*HOW TO COMPLETE THIS TASK:* Copy out, exactly, the first line of the entries below and every line after it through the one containing "box: [143, 59, 151, 71]".

*GIVEN INFORMATION:*
■ ■ ■ ■ ■ ■ ■
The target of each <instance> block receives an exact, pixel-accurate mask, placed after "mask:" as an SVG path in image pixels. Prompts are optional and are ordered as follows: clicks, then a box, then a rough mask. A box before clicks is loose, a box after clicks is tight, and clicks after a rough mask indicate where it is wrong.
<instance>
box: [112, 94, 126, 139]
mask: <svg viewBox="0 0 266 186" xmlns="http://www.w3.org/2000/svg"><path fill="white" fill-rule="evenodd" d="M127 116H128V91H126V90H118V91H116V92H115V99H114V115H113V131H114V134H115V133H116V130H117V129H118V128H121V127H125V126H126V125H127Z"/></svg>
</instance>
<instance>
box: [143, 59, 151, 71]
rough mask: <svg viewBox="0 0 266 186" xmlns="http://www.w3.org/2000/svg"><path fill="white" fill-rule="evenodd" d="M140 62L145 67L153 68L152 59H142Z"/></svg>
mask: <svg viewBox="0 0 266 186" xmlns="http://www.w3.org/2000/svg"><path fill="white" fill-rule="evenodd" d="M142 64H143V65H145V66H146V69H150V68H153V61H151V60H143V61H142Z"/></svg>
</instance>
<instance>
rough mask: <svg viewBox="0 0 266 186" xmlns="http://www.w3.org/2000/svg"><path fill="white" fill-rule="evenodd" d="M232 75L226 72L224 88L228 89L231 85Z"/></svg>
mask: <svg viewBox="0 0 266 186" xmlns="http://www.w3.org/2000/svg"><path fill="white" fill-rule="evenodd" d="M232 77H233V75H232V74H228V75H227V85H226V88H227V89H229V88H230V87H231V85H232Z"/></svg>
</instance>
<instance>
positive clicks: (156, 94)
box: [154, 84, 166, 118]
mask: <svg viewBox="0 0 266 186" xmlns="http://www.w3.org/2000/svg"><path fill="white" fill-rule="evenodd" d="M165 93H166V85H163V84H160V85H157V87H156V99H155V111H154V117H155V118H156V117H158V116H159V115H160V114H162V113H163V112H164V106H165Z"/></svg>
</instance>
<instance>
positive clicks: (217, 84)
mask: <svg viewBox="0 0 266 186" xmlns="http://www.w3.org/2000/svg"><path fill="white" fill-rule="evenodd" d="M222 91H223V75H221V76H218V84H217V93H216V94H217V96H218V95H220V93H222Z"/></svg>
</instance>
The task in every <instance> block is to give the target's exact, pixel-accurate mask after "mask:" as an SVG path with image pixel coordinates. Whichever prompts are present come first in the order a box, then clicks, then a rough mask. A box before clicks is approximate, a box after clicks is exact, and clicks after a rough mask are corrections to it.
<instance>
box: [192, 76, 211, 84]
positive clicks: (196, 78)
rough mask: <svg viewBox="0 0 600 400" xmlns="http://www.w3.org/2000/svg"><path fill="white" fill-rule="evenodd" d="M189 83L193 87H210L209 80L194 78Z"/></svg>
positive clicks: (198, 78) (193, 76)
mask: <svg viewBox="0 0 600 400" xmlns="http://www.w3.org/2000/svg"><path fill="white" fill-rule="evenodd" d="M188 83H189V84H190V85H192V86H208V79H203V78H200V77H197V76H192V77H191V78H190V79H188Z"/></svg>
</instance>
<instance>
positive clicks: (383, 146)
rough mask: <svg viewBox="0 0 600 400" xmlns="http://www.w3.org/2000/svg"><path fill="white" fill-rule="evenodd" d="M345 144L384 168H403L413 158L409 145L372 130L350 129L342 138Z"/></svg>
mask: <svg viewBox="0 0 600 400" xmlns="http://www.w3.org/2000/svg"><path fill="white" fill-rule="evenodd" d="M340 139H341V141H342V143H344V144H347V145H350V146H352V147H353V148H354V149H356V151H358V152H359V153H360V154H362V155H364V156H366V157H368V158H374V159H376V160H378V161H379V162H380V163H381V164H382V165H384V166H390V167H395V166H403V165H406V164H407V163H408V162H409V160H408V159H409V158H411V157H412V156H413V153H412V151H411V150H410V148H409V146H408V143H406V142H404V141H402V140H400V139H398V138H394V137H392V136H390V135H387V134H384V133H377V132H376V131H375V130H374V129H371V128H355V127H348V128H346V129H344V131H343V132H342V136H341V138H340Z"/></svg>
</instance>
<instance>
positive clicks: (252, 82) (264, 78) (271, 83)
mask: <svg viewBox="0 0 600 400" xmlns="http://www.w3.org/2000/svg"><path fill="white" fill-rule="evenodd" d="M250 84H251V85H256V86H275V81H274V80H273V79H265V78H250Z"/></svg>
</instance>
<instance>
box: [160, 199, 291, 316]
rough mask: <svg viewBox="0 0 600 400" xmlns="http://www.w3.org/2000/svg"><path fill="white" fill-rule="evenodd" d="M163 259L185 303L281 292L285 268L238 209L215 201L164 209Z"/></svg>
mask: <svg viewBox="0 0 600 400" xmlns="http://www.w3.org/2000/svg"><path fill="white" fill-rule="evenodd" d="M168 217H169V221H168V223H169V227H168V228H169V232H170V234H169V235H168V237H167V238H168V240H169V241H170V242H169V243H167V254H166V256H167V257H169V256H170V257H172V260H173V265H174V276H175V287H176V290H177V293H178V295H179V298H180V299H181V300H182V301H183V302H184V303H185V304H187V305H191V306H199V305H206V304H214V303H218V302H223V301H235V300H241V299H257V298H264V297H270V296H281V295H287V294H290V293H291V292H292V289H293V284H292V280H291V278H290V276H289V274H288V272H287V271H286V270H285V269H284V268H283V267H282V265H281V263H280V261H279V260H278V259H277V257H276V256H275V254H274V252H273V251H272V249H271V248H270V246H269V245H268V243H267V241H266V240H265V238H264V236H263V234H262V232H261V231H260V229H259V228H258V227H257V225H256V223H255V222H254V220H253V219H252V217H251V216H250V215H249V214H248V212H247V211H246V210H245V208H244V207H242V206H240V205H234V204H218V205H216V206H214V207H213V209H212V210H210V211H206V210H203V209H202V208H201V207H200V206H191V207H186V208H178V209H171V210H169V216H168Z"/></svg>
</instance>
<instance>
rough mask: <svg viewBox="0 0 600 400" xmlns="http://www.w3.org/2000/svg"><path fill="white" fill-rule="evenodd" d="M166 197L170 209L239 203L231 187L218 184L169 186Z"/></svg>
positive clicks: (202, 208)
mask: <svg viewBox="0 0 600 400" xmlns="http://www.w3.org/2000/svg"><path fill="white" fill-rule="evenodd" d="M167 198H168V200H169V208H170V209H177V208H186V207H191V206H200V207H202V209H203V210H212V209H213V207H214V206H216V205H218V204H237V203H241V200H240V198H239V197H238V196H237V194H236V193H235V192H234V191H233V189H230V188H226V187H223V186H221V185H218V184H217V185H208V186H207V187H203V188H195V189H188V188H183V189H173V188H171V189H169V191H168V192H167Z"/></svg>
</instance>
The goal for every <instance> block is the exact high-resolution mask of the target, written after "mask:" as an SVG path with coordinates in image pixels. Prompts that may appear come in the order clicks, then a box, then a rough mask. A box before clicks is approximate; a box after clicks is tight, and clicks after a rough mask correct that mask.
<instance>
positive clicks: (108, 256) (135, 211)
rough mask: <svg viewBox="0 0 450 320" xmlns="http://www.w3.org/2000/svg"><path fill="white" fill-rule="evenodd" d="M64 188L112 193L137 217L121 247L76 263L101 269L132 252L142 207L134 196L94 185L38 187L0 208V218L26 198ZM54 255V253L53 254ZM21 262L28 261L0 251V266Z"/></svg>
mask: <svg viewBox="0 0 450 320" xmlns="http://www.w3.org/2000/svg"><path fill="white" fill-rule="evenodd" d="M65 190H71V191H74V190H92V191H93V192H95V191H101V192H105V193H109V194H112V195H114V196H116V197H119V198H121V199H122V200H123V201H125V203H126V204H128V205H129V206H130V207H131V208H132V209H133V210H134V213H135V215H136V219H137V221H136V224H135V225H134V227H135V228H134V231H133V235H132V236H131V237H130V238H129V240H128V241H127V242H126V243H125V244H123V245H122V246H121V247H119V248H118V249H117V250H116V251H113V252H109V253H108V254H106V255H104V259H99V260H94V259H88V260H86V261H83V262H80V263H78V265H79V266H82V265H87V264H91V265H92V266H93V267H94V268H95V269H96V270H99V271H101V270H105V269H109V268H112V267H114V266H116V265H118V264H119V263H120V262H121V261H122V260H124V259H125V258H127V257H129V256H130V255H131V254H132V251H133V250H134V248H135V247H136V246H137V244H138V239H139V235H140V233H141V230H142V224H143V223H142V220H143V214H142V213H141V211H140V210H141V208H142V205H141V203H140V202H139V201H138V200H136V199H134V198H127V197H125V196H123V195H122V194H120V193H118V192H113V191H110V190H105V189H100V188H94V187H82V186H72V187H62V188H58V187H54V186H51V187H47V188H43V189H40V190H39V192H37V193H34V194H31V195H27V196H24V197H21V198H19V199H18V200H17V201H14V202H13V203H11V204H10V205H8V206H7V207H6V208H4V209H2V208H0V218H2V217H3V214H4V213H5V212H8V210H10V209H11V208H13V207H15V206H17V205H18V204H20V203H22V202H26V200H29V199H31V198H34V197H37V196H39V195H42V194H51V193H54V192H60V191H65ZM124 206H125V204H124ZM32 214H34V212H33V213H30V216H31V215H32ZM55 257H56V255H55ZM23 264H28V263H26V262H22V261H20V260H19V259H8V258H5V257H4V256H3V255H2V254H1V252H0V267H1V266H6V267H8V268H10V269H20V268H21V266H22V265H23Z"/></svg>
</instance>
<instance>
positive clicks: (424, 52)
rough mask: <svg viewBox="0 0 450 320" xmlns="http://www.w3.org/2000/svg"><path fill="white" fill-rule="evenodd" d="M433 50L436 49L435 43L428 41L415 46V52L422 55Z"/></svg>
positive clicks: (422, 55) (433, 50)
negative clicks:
■ ■ ■ ■ ■ ■ ■
*YOUR RESPONSE:*
The target of each <instance> block receives an exact, pixel-accurate mask, placed after "mask:" as an SVG path in image pixels. Prompts are optional and are ordered as follows: clicks, then a box, then a rough mask. A box before clicks is loose, a box after clicks is tight, and clicks after a rough mask indicate where it is wrong.
<instance>
box: [112, 94, 126, 139]
mask: <svg viewBox="0 0 266 186" xmlns="http://www.w3.org/2000/svg"><path fill="white" fill-rule="evenodd" d="M127 116H128V91H126V90H118V91H116V92H115V99H114V115H113V131H114V134H115V133H116V130H117V129H118V128H121V127H125V126H126V125H127Z"/></svg>
</instance>
<instance>
box: [143, 59, 151, 71]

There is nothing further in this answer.